** start Given records **

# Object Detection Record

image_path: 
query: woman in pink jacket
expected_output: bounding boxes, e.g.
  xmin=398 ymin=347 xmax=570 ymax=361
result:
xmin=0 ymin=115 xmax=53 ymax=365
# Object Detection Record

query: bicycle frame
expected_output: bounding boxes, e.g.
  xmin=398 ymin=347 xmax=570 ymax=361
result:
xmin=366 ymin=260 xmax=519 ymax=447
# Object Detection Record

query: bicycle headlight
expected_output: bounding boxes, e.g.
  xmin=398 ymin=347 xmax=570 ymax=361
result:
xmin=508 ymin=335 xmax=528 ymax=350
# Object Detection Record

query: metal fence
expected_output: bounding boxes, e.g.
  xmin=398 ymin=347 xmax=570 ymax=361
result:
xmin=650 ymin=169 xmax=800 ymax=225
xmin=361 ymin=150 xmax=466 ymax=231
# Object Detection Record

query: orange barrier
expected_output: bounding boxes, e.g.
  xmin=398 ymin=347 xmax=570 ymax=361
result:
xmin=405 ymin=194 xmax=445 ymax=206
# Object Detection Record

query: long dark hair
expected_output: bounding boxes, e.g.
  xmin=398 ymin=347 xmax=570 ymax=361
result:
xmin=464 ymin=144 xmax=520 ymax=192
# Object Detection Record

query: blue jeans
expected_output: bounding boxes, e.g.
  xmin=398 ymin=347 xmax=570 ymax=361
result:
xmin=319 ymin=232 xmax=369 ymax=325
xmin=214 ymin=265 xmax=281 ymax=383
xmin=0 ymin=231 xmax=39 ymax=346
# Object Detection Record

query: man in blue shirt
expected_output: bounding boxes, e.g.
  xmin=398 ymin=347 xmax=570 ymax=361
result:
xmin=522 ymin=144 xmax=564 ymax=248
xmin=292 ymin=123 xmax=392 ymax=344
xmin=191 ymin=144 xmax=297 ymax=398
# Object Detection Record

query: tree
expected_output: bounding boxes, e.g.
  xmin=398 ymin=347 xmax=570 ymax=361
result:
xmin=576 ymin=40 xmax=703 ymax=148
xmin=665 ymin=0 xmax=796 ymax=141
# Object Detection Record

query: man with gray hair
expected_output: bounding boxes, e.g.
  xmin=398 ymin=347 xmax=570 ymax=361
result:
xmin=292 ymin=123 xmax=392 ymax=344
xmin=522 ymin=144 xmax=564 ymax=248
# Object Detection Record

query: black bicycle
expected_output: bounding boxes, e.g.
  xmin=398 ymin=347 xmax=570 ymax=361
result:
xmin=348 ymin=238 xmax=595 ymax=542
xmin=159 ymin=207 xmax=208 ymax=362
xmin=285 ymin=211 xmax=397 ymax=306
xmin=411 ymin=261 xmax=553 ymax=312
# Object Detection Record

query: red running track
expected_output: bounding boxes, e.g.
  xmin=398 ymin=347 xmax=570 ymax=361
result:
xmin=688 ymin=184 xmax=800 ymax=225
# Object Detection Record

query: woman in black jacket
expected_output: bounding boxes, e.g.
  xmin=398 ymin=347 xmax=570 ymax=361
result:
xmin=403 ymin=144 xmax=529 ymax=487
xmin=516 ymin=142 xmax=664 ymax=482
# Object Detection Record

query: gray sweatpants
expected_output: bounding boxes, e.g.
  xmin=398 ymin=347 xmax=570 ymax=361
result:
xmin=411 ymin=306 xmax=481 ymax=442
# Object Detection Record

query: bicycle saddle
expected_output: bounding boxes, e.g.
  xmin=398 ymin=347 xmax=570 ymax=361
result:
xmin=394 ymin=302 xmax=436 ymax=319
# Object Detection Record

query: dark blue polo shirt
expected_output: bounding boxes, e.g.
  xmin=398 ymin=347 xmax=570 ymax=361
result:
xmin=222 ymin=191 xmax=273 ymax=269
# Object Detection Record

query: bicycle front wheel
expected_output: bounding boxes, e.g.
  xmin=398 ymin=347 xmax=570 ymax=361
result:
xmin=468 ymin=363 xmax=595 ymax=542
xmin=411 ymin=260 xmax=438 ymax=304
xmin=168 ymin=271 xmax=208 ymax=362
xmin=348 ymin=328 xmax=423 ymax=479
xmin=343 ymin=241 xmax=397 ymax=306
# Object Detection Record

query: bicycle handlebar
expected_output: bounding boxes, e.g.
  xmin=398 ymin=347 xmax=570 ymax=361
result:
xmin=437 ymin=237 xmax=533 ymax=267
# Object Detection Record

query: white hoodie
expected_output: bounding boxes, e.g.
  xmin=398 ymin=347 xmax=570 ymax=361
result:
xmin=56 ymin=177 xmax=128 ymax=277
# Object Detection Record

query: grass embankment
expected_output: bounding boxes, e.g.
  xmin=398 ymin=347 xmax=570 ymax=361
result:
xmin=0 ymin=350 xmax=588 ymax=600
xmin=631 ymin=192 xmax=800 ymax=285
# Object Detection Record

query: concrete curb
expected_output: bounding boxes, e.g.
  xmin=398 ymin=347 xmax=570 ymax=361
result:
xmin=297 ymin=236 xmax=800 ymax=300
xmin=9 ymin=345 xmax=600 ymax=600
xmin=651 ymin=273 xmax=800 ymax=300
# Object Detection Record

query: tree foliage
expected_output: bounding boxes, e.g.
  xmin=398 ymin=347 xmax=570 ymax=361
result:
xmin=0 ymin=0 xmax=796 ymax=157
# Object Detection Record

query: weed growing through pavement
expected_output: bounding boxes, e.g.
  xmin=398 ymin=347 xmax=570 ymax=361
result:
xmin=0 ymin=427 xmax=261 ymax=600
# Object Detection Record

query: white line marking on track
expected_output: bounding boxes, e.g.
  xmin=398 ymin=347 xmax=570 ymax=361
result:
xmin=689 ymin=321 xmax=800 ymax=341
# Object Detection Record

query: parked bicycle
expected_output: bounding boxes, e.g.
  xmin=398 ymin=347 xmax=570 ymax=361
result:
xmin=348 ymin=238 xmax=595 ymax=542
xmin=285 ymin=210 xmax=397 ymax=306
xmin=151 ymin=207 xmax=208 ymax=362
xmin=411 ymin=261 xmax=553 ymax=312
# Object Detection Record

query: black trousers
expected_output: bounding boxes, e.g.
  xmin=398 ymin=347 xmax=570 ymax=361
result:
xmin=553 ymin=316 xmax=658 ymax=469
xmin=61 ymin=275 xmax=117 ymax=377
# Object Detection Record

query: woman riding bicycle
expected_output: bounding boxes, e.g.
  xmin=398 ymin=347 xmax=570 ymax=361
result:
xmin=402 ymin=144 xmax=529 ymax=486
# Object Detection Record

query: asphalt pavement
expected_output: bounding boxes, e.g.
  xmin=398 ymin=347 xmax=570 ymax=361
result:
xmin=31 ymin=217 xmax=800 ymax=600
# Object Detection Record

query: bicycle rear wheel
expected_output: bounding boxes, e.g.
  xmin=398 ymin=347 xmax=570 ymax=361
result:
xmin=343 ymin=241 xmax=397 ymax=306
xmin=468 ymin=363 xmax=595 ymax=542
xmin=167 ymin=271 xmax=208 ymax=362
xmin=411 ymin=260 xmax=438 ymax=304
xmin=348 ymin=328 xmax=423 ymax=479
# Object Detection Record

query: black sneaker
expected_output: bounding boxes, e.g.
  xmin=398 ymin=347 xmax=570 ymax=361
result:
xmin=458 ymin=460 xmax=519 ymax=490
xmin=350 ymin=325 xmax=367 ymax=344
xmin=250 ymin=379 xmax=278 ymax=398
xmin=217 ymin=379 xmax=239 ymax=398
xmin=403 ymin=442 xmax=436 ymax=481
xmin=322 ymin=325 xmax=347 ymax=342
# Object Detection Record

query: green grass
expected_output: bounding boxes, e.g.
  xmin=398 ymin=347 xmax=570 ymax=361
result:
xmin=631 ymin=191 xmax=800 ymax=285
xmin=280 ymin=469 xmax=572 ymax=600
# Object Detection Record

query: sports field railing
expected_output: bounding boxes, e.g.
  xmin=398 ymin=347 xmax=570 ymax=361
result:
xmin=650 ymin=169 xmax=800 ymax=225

** end Given records **

_The exercise_. Rescale the records, starting at the beginning and ending at the line containing "xmin=405 ymin=194 xmax=445 ymax=206", both included. Repeat every line, changing only the result bounding-box coordinates: multiply each by 0.3 and round to whole numbers, with halves rounding up, while leaving the sample coordinates unchanged.

_Exercise answer_.
# Object Detection Record

image_path: 
query: woman in pink jacket
expected_output: bounding boxes, e.g.
  xmin=398 ymin=347 xmax=570 ymax=361
result:
xmin=0 ymin=35 xmax=16 ymax=110
# Object Detection Record

query: bicycle frame
expected_output: bounding boxes, e.g.
  xmin=398 ymin=347 xmax=570 ymax=361
result:
xmin=110 ymin=78 xmax=156 ymax=134
# Object Detection Record

query: bicycle headlight
expected_output: bounding boxes, e.g.
  xmin=398 ymin=347 xmax=570 ymax=361
result:
xmin=152 ymin=101 xmax=158 ymax=105
# Object Detection Record

query: metal fence
expected_output: bounding boxes, e.g.
  xmin=398 ymin=347 xmax=570 ymax=361
result:
xmin=195 ymin=51 xmax=240 ymax=68
xmin=108 ymin=45 xmax=140 ymax=69
# Object Detection Record

query: orange barrier
expected_output: bounding boxes, e.g.
  xmin=398 ymin=347 xmax=570 ymax=361
result:
xmin=122 ymin=58 xmax=134 ymax=62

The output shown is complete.